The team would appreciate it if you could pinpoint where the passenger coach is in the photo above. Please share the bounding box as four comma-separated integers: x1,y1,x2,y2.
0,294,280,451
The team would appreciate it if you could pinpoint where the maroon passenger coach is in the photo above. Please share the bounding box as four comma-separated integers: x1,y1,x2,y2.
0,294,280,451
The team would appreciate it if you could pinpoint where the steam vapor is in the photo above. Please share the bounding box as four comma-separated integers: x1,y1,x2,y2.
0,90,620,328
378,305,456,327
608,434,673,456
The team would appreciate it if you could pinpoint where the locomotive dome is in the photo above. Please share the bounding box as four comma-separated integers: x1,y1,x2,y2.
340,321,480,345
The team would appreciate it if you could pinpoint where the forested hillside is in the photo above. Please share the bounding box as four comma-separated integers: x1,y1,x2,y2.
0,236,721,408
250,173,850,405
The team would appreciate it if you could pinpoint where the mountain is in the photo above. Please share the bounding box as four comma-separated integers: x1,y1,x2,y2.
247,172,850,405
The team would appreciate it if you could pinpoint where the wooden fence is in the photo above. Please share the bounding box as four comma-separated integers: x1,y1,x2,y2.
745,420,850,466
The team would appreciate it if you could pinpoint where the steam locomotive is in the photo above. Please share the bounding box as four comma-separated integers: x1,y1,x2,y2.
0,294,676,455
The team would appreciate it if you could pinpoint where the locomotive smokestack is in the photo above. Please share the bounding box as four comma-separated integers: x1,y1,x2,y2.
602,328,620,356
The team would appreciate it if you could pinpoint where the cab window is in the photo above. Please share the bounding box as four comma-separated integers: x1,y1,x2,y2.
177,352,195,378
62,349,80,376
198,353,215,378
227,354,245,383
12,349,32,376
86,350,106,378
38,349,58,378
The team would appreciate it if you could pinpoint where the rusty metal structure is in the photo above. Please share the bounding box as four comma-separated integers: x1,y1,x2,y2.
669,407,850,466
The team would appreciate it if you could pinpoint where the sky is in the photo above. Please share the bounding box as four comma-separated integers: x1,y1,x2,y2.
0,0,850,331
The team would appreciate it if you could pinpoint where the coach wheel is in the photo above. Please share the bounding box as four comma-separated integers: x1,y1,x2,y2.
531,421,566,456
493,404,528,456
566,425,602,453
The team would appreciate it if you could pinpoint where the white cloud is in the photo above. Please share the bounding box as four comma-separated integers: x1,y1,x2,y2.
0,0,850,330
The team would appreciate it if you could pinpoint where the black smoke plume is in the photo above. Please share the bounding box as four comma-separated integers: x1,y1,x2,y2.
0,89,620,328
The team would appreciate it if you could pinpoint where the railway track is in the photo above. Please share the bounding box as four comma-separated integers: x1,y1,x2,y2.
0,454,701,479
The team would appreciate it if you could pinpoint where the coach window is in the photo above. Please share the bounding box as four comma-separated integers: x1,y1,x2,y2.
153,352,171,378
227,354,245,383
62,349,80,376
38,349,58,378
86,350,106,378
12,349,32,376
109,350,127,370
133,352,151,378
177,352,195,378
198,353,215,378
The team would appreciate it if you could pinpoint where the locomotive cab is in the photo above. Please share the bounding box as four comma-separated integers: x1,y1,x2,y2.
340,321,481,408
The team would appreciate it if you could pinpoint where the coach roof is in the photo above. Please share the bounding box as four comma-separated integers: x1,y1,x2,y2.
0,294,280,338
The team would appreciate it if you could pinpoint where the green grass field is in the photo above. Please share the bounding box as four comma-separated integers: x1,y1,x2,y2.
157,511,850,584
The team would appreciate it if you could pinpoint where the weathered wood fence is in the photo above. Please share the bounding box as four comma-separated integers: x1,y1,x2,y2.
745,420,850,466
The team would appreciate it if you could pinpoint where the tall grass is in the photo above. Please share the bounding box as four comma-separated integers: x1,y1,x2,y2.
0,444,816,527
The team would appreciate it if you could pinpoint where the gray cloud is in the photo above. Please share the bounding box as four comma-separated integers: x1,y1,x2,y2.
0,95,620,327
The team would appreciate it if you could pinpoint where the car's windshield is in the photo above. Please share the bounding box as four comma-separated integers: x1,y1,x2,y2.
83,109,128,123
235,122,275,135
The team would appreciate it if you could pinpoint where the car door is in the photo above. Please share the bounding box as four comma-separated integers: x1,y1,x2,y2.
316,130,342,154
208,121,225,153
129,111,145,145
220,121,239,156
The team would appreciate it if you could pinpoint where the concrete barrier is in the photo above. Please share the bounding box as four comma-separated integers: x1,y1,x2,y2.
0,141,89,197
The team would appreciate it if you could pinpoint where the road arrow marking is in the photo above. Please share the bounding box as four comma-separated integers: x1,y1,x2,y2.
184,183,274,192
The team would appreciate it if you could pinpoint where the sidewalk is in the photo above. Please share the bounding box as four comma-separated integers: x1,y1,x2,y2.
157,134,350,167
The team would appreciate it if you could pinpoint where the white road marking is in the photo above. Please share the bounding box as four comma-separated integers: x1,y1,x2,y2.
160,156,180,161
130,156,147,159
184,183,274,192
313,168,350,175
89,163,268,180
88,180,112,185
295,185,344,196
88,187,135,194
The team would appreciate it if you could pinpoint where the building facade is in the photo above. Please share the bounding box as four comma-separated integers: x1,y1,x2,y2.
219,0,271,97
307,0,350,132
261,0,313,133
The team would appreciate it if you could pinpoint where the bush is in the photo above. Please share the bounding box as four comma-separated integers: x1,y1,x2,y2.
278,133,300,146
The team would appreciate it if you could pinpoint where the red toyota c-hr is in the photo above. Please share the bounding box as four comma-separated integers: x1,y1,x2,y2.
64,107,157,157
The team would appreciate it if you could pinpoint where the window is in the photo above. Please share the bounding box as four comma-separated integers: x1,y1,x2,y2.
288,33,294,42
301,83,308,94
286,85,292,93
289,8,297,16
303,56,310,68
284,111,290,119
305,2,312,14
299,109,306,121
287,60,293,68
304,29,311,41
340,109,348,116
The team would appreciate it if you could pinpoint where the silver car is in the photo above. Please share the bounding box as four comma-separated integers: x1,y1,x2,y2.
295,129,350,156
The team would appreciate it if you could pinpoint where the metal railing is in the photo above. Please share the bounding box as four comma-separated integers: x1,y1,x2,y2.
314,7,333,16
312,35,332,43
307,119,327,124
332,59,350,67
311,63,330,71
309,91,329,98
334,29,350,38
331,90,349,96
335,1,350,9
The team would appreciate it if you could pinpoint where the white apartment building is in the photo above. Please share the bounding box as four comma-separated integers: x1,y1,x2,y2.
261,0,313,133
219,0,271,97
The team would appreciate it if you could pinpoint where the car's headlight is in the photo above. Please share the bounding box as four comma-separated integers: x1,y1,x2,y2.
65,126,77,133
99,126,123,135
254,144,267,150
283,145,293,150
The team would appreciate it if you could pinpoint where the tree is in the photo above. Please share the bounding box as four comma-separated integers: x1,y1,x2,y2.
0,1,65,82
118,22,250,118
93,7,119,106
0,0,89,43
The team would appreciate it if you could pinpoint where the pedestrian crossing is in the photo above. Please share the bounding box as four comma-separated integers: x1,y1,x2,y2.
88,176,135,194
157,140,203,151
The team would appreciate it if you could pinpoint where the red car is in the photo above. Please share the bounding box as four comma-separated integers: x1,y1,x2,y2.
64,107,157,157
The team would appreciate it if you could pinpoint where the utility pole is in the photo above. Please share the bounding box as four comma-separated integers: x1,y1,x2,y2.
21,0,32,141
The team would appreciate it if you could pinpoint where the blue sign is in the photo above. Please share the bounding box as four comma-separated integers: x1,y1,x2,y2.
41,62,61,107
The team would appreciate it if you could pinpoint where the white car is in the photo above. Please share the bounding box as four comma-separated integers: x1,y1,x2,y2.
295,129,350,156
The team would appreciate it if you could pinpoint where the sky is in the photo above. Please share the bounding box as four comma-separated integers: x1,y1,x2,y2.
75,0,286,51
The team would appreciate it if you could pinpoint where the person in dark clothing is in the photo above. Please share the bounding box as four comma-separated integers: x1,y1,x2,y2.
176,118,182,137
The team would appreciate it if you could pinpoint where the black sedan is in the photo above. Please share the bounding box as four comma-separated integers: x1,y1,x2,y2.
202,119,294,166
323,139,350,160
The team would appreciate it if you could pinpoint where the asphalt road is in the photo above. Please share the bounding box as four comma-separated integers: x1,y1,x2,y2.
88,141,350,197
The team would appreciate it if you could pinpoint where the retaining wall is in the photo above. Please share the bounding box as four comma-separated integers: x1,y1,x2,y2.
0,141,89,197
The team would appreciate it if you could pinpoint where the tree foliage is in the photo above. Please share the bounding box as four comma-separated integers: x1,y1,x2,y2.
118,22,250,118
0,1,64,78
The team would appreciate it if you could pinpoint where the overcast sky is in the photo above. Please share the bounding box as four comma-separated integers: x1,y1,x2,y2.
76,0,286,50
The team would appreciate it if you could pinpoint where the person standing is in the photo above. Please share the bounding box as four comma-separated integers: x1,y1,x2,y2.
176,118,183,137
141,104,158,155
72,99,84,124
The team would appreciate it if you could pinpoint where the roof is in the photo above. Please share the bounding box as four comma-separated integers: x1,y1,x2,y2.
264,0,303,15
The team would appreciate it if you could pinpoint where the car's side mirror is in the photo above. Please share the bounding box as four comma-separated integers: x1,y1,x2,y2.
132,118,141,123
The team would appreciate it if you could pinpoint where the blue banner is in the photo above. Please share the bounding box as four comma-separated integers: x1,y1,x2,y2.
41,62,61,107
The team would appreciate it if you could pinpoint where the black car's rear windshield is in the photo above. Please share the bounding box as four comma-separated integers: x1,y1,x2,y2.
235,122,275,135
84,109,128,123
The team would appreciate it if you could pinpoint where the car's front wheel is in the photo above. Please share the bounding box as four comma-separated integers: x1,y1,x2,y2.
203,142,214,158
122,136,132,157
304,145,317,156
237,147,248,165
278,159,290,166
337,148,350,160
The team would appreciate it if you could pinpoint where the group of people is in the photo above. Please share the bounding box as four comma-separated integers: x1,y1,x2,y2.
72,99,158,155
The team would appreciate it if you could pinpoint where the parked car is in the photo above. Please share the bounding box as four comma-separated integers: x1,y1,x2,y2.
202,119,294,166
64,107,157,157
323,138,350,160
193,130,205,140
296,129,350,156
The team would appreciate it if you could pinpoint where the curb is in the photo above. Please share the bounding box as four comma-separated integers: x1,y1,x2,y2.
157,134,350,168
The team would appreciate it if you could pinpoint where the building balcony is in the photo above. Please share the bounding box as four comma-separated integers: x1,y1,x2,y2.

-- -- --

**Task description:**
Could you give the lines of the material, from its start through the line containing "608,434,673,456", as a JSON list of strings with one string per line and blank lines omitted?

**Result of this exercise:**
[
  "The team would appreciate it if you could pinpoint where the passenger coach is in the photo above. Please share the bounding box as four comma-separated integers: x1,y1,x2,y2.",
  "0,294,280,451",
  "The team would appreciate it if you could pinpoint where the maroon passenger coach is in the photo above. Please share the bounding box as four comma-separated integers: x1,y1,x2,y2.",
  "0,294,280,451",
  "The team would appreciate it if you could pinpoint where the steam vapor is in the photo above. Please share the bounding box as four comma-separated integers: x1,y1,x2,y2.",
  "0,90,620,328",
  "378,305,456,327",
  "608,434,673,456"
]